SOURCE TEXT:
▼

# Lighting a 5.5 Gallon?



## cricket (Jan 10, 2010)

Currently I have a 10w screw in fluorescent bulb over my 5.5 gallon tank. I'd like to have the option of putting some higher light plants in this tank but am 1) having trouble finding a fixture that is the correct size and a higher wattage and 2) am a bit confused with the whole wattage per gallon thing. I know it's not all that accurate to begin with and is even less so on a smaller tank. 

The only fixture I have found is a 12" with two 9w compact fluorescent totaling 18w. It's in my price range and certainly more light than what I've got now but can I do better?

Thanks in advance!


----------



## NatalieT (Mar 20, 2007)

cricket said:


> Currently I have a 10w screw in fluorescent bulb over my 5.5 gallon tank. I'd like to have the option of putting some higher light plants in this tank but am 1) having trouble finding a fixture that is the correct size and a higher wattage and 2) am a bit confused with the whole wattage per gallon thing. I know it's not all that accurate to begin with and is even less so on a smaller tank.
> 
> The only fixture I have found is a 12" with two 9w compact fluorescent totaling 18w. It's in my price range and certainly more light than what I've got now but can I do better?
> 
> Thanks in advance!


Can you put a bigger screw-in fluorescent in your current fixture? I've got 23 watt spiral screw-ins over one of my tanks. (By "bigger" I really mean "more watts," although they tend to be physically bigger, too.) Of course, you would have to see how many watts the fixture is rated for, and if the "bigger" bulb would physically fit. My fixture is rated for 25 watts bulbs, because it was designed for incandescents.


----------



## Muirner (Jan 9, 2007)

I run 2 13 watt compact flourescent (spriral bulbs) in the daylight variety on my 10g with eco complete and i have great, actually crazy plant growth... Check it out, it could be for you! And they fit in a regular socket.


----------



## Brilliant (Jun 25, 2006)

I found a great fixture at Home Depot for small tanks that I know many others use. Its a $20 desklamp and has a 24watt quad pc. Might want to have a look.


----------



## cricket (Jan 10, 2010)

▲

JOBS:
A. In the aquarium lighting thread, what wattage is NatalieT's fixture rated for?
B. Write the next part of the aquarium lighting thread, starting after its last line.

SUPPLIED MATERIAL:
▼

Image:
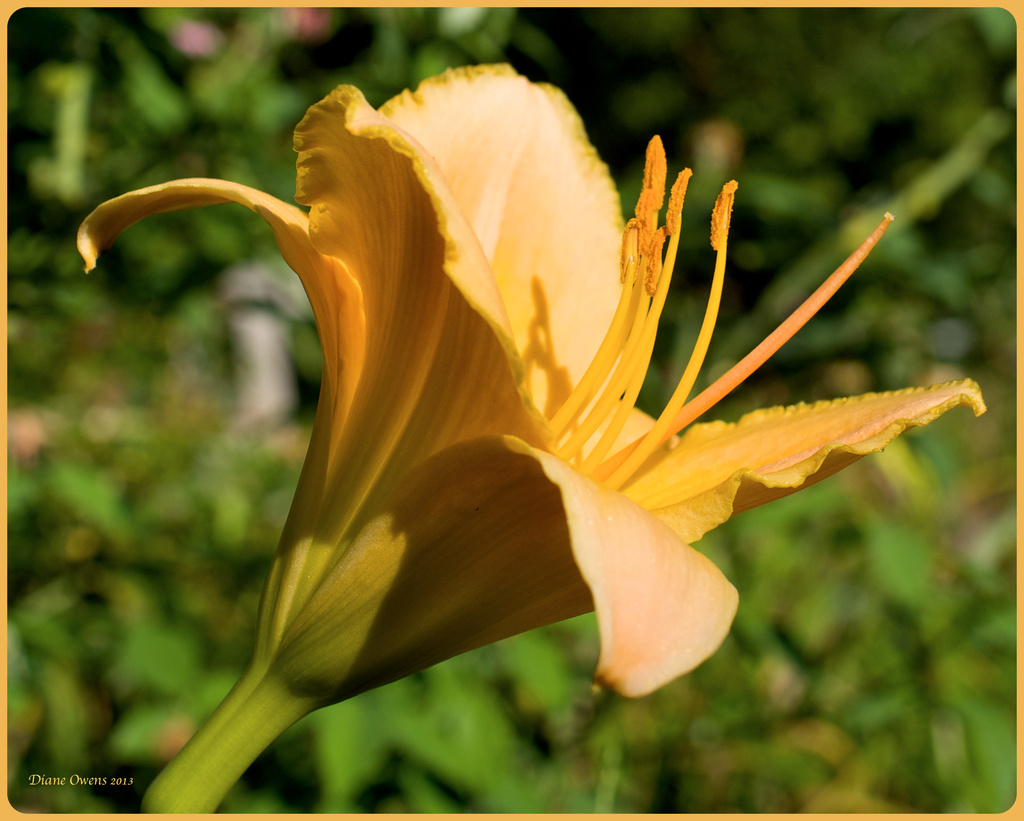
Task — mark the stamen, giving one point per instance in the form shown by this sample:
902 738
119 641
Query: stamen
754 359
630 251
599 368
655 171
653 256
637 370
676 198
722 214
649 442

▲
▼

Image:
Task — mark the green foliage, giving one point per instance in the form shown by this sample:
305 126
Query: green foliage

▲
▼

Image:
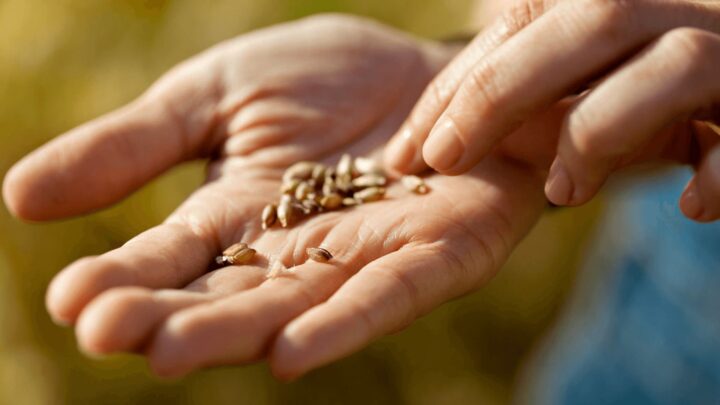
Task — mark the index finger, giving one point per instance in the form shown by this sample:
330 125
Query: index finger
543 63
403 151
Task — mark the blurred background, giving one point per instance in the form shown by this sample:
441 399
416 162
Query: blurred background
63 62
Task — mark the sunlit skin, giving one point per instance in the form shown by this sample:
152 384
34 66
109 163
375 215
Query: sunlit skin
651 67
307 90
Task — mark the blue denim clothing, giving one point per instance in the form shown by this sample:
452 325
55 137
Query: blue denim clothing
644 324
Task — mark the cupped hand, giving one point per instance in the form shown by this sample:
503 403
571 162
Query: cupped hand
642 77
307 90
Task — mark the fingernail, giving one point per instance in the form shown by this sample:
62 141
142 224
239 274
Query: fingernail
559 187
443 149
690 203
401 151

▲

RESPONSES BY TASK:
A. 25 watts

B.
Thanks for the responses! I think I'm going to try getting the 23 watt spiral. It should fit nicely in my tanks hood. And the price is right too! I'm just concerned the reflector might get in the way of anything larger than what I have now. But I'll cross that bridge when I get to it.


----------



## Diesal (Sep 12, 2009)

Depending on the hood. You might be able to pull the reflector out, and use some aluminum tape on the underside of the hood in it's place.


----------



## cricket (Jan 10, 2010)

Diesal said:


> Depending on the hood. You might be able to pull the reflector out, and use some aluminum tape on the underside of the hood in it's place.


It actually does come out. Can I get aluminum tape at Home Depot, Lowes?


----------



## Diesal (Sep 12, 2009)

Home Depot, Lowes, and most Hardware stores should be good.


----------



## Tex Gal (Nov 1, 2007)

Plain old aluminum foil works too. I used a spray adhesive to attach it. 

Total white paint works best. Hoppy did some testing with a par meter and found that it was better than mylar, aluminum foil, etc.


----------



## cricket (Jan 10, 2010)

I picked up a 26watt CF. I think for now foil will be the solution. Eventually I'll try the white paint. Sounds easy enough. Can't wait to get home and try this out!

I should mention I had picked up another 26 watt but I accidentally grabbed "soft white." Bleh...

Today I grabbed the day light version @ 6500k.


----------



## Diesal (Sep 12, 2009)

Cool, I look forward to seeing some Pics when you get a chance.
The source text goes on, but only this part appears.